EXERCISE: Copy each of the entries below faithfully, setting aside any pictures.

RECORDS FOR THE TASK:
§ §

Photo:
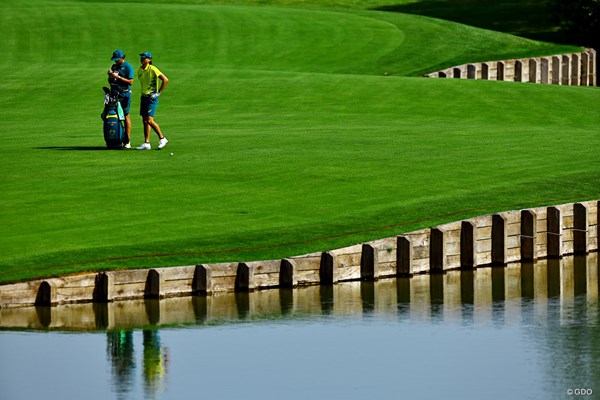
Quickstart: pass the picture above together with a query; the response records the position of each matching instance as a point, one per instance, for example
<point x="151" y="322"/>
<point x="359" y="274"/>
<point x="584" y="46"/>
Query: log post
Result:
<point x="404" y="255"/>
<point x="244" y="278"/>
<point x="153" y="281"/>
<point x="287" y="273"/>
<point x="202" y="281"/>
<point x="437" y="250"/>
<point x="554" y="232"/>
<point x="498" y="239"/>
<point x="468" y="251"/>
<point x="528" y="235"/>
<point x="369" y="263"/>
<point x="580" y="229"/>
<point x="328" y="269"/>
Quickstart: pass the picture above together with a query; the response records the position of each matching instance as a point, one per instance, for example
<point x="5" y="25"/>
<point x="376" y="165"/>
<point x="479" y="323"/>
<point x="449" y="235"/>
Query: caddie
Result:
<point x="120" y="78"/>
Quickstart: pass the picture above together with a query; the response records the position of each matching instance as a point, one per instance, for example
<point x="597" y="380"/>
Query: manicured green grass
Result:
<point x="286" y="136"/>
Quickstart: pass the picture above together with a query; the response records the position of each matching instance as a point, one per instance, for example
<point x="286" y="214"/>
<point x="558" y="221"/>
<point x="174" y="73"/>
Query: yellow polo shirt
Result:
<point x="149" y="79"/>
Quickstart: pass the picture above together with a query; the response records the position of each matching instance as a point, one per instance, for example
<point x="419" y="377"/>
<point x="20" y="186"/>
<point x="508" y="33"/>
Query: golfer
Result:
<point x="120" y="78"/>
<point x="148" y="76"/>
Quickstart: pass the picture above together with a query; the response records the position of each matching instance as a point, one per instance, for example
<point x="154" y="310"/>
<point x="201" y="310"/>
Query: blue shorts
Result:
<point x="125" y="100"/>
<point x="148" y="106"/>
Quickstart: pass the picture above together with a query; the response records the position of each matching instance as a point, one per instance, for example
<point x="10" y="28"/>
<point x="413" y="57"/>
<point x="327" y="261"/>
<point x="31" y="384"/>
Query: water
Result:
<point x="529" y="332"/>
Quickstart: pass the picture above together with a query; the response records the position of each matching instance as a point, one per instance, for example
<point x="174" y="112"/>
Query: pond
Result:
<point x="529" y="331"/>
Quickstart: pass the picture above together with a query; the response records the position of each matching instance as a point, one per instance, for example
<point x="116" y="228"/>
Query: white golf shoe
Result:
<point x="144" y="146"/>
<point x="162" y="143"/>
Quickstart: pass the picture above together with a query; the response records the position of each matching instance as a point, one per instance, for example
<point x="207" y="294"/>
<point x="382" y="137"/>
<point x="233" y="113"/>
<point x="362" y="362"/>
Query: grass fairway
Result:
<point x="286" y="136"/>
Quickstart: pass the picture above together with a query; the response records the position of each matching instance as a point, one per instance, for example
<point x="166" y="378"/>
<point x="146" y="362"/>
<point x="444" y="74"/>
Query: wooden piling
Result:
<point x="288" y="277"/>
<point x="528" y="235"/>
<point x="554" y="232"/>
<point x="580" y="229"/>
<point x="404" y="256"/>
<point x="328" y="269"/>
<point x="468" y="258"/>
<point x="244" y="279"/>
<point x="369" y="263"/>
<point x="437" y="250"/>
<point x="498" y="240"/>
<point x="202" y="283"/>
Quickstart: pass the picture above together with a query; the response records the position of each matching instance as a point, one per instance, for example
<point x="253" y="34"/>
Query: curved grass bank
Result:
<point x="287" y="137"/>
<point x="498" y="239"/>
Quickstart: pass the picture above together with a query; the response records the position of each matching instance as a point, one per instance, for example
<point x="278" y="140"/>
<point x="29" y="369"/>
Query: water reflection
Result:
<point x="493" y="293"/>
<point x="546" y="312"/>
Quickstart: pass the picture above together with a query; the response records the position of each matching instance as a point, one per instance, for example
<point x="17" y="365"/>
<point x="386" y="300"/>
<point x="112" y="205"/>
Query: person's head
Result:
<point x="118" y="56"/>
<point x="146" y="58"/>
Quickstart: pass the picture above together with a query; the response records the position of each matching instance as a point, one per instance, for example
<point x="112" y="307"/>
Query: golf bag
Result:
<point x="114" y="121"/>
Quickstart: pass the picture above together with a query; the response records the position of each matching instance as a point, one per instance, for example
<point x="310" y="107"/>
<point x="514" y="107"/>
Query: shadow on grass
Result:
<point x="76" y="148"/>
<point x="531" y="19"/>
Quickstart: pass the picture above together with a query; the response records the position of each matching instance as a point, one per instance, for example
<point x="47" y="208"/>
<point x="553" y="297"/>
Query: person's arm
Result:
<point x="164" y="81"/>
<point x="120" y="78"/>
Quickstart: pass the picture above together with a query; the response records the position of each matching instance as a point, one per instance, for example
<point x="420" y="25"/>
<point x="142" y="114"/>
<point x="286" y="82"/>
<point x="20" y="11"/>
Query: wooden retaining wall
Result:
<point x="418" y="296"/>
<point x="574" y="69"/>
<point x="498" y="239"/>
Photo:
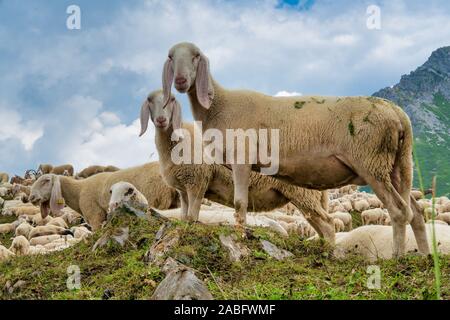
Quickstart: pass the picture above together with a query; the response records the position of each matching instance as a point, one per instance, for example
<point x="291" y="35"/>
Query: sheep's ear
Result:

§ §

EXERCISE RESPONSE:
Photo:
Quickstart: pass the picture above together with a query; the response records the position of each matching instance as a point, one per instance, for example
<point x="151" y="322"/>
<point x="359" y="274"/>
<point x="584" y="46"/>
Query: log post
Result:
<point x="404" y="255"/>
<point x="244" y="278"/>
<point x="153" y="281"/>
<point x="287" y="273"/>
<point x="202" y="281"/>
<point x="437" y="250"/>
<point x="554" y="232"/>
<point x="498" y="239"/>
<point x="468" y="251"/>
<point x="528" y="235"/>
<point x="369" y="263"/>
<point x="580" y="229"/>
<point x="328" y="269"/>
Quickstart: pass the picture above together with a query; the response records the position of each matching instance as a point, one per instance, for example
<point x="5" y="25"/>
<point x="376" y="165"/>
<point x="479" y="323"/>
<point x="449" y="235"/>
Query: caddie
Result:
<point x="120" y="78"/>
Quickstart: pass the picture above together with a query; the response records the position of each matching instance as a point, one per instance, for example
<point x="597" y="380"/>
Query: manicured green grass
Result:
<point x="286" y="136"/>
Quickstart: pass the picture above together with a query; the response records the position of each matching instance as a point, one per instance, for example
<point x="286" y="214"/>
<point x="558" y="221"/>
<point x="174" y="73"/>
Query: yellow polo shirt
Result:
<point x="149" y="79"/>
Quickstart: pass the picture above together with a query; the response records the position of each matching instance as a point, one per instance, for example
<point x="419" y="377"/>
<point x="20" y="186"/>
<point x="508" y="33"/>
Query: golfer
Result:
<point x="120" y="78"/>
<point x="148" y="76"/>
Quickstart: pass the picture above together with a query; the response records the position of each matching instance as a point, one per instance, for example
<point x="154" y="310"/>
<point x="201" y="310"/>
Query: blue shorts
Result:
<point x="125" y="100"/>
<point x="148" y="106"/>
Quickstart: pass the picture above together with a query; the response records the position of each matching instance as a point, one per instance, for example
<point x="10" y="28"/>
<point x="413" y="57"/>
<point x="327" y="261"/>
<point x="31" y="384"/>
Query: water
Result:
<point x="529" y="332"/>
Quickstart: pass the picture above together with a query; the response records the position of each matching instance as a point, one per instance, for example
<point x="174" y="112"/>
Query: pond
Result:
<point x="529" y="331"/>
Quickstart: pass the picture above together with a query; the response records the position of each matching instance as a point, one per instance, for example
<point x="116" y="228"/>
Query: white golf shoe
Result:
<point x="144" y="146"/>
<point x="162" y="143"/>
Quickstart: pass the picture above together with a query; the response records the position of each matching instance as a point, one per instance, for example
<point x="207" y="294"/>
<point x="382" y="137"/>
<point x="233" y="113"/>
<point x="362" y="362"/>
Query: grass fairway
Result:
<point x="286" y="136"/>
Quickstart: pass the picture above together with a query; the response records the position of each matching instance as a point, one per instance, for example
<point x="166" y="378"/>
<point x="146" y="362"/>
<point x="444" y="74"/>
Query: wooden piling
Result:
<point x="288" y="277"/>
<point x="528" y="235"/>
<point x="554" y="232"/>
<point x="580" y="229"/>
<point x="404" y="256"/>
<point x="328" y="269"/>
<point x="468" y="258"/>
<point x="244" y="279"/>
<point x="369" y="263"/>
<point x="437" y="250"/>
<point x="498" y="240"/>
<point x="202" y="283"/>
Quickstart: pass the picture above together with a query; the response records the position of each matching instance as a point, one per instance, for example
<point x="253" y="34"/>
Query: curved grass bank
Result:
<point x="287" y="137"/>
<point x="498" y="239"/>
Quickstart: pass the picture above together with a query; the response records the position of each matching instance as a point, one per instance, for example
<point x="278" y="140"/>
<point x="29" y="369"/>
Query: water reflection
Result:
<point x="493" y="293"/>
<point x="546" y="312"/>
Quickstart: pass the picture above together with a query; the response records the position of each matching instance as a point, one per instance, for example
<point x="17" y="365"/>
<point x="386" y="300"/>
<point x="112" y="205"/>
Query: person's head
Result:
<point x="118" y="56"/>
<point x="146" y="58"/>
Quickstart: pass the picture above together with a query; the response records the position of each matching instance as a point, one per instance, for example
<point x="112" y="307"/>
Query: golf bag
Result:
<point x="114" y="121"/>
Quickstart: pass the picture above together with a query; the response records the position of each matching instance as a point, one per instance, for example
<point x="310" y="107"/>
<point x="514" y="107"/>
Query: shadow on grass
Result:
<point x="76" y="148"/>
<point x="531" y="19"/>
Quickstart: pass the picture above together with a query; the response records the position of each matching instance as a point, one per instance, for example
<point x="47" y="208"/>
<point x="553" y="297"/>
Query: person's arm
Result:
<point x="164" y="81"/>
<point x="120" y="78"/>
Quickstart: pass the picture above together with a query; the response records the position of each matching instance as a point, one per instance, for example
<point x="420" y="25"/>
<point x="142" y="114"/>
<point x="286" y="82"/>
<point x="20" y="11"/>
Query: wooden retaining wall
Result:
<point x="418" y="296"/>
<point x="574" y="69"/>
<point x="498" y="239"/>
Photo:
Quickstart: pass the picture above together with a query; the response records the position of each matching instance as a point, one per instance, for example
<point x="291" y="35"/>
Query: sheep's ear
Result:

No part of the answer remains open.